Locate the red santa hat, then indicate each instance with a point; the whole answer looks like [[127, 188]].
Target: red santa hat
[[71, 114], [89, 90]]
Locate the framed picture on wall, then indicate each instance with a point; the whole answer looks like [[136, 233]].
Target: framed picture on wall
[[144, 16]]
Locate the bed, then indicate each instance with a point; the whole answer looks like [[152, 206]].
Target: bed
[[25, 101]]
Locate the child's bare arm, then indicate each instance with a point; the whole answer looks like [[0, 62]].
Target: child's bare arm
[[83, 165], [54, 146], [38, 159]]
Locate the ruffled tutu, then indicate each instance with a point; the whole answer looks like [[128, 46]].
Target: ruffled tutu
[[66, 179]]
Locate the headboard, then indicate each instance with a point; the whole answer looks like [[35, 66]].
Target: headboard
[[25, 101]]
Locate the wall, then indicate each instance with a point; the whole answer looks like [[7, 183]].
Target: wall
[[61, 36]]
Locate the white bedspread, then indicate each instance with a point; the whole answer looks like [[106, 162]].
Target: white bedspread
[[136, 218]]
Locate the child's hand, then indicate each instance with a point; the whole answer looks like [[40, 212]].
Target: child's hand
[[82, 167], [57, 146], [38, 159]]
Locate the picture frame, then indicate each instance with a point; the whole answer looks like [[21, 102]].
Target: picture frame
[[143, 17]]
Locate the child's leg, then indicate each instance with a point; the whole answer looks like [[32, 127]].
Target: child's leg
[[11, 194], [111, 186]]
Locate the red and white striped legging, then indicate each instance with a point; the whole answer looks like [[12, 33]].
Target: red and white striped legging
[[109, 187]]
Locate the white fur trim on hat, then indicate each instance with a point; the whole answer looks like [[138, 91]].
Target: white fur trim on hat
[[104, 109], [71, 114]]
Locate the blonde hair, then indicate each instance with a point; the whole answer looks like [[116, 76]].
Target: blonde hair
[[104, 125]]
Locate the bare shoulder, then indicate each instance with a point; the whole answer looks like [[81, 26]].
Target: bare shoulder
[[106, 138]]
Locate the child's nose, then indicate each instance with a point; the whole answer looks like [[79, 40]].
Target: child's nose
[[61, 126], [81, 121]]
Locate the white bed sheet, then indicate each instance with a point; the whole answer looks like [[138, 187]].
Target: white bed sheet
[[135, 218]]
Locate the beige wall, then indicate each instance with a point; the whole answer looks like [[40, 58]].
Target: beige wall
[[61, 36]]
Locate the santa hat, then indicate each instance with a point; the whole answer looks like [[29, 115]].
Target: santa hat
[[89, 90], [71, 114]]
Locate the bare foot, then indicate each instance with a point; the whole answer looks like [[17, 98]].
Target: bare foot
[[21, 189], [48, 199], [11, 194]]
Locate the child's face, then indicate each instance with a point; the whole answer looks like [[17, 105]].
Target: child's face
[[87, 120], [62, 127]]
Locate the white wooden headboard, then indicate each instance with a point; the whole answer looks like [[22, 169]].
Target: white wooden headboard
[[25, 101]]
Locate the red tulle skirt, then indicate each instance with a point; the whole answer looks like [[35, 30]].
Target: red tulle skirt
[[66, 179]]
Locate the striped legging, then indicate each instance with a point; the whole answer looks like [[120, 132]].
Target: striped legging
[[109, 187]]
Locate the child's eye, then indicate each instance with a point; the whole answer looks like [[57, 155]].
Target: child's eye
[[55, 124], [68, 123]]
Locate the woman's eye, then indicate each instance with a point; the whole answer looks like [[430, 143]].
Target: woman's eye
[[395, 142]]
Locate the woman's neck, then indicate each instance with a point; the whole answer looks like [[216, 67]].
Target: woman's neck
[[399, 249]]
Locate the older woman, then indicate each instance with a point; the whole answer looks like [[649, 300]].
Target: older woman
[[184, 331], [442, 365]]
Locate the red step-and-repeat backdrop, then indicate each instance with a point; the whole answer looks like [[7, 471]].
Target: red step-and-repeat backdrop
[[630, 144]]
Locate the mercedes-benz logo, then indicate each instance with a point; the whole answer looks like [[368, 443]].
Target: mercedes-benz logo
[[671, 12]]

::::

Written request: All of the entries must be written out exactly as they stand.

Exercise answer:
Locate the red santa hat, then indicate each instance with a point; the whole answer looks like [[127, 188]].
Target: red santa hat
[[71, 114], [89, 90]]
Locate the framed picture on wall, then indicate each instance with a point; the whole answer looks like [[136, 233]].
Target: framed picture on wall
[[144, 16]]
Locate the bed, then indicate each instance with a point; the whole answer looks like [[152, 206]].
Target: bed
[[25, 101]]
Locate the child's bare arm, then indicate each instance with a point; the whole answer looks like [[0, 62]].
Target: child's bare arm
[[83, 165], [54, 146], [38, 159]]
Locate the ruffled tutu, then indicate each instance with a point; the whole answer looks like [[128, 46]].
Target: ruffled tutu
[[66, 179]]
Locate the headboard, then indicate each instance with a point; the whole answer looks like [[35, 66]].
Target: headboard
[[25, 101]]
Locate the wall, then indicate each instance with a point; the whole answer looks like [[7, 183]].
Target: wall
[[61, 36]]
Locate the white bedspread, then indicate each instance with a point; the whole answer looks like [[106, 162]].
Target: white bedspread
[[136, 218]]
Locate the child's hand, then indicate each instance with a point; the whole answer looks like [[40, 212]].
Target: child's hand
[[82, 167], [57, 146], [38, 159]]
Locate the picture frame, then indicate each instance with a point; the whole answer looks like [[21, 102]].
Target: picture frame
[[143, 17]]
Locate the child's leg, then indicate each instance with a point; the whole answer looks like [[32, 127]].
Target: child's leg
[[11, 194], [111, 186]]
Locate the red and white striped legging, then indicate each instance with a point; the whole answer looks like [[12, 33]].
Target: red and white striped legging
[[109, 187]]
Locate the white fur trim on hat, then indicate each instance with a point; the whole answer looks like [[138, 91]].
Target: white fur trim on hat
[[104, 109], [71, 114]]
Locate the blonde hair, then indicate each instance with a point; the whole answer looks like [[116, 76]].
Target: blonde hair
[[104, 125]]
Locate the bare shoulder, then indicate each instance with a point; the whole answer looks like [[81, 26]].
Target: bare shoulder
[[106, 138]]
Locate the child's nose, then indicate each instance with a point; the whole answer looks like [[79, 40]].
Target: child's nose
[[61, 126], [81, 121]]
Locate the white bed sheet, then indicate each instance with a point; the whole answer looks like [[138, 187]].
Target: white bed sheet
[[135, 218]]
Locate the beige wall, then indicate each instance with a point; the whole answer looks like [[40, 58]].
Target: beige wall
[[61, 36]]
Locate the santa hat, then indicate each instance with a point; the whole answer looks like [[29, 115]].
Target: santa hat
[[89, 90], [71, 114]]
Locate the bare foot, then indicate each instance with a point; the whole answer looks like [[17, 98]].
Target: bare foot
[[21, 189], [48, 199], [11, 194]]
Locate the child's face, then indicate each instance with a point; the whole answer looks like [[17, 105]].
Target: child's face
[[87, 120], [62, 127]]
Locate the white wooden headboard, then indicate each instance with a point; the whole answer looks like [[22, 169]].
Target: white wooden headboard
[[25, 101]]
Locate the red tulle skirt, then indicate each instance with a point; the whole answer looks like [[35, 30]].
Target: red tulle skirt
[[66, 179]]
Locate the striped legging, then indicate each instance with a point; the whole answer looks like [[120, 132]].
Target: striped legging
[[109, 187]]
Locate the child's eye, then indicate each instance with a point; the whole answer looks like [[57, 155]].
Target: child's eye
[[55, 124], [68, 123]]
Locate the woman's eye, then indicate each instance with a point; the whole answer looks like [[430, 143]].
Target: woman's eye
[[395, 142]]
Locate the woman's neck, then indicate each instance with a point; the whole answer looks like [[216, 67]].
Target: woman's neck
[[399, 249]]
Locate the older woman, then indicate each instance with a point; the whole answer looks like [[649, 300]].
Target: older woman
[[184, 331], [442, 365]]
Locate the red step-and-repeat backdrop, then indicate each instance with a point; the whole answer looks like [[7, 471]].
Target: red step-and-repeat backdrop
[[630, 144]]
Locate the mercedes-benz logo, then indicate each instance with a point; the whole answer looks like [[368, 443]].
Target: mercedes-benz logo
[[671, 12]]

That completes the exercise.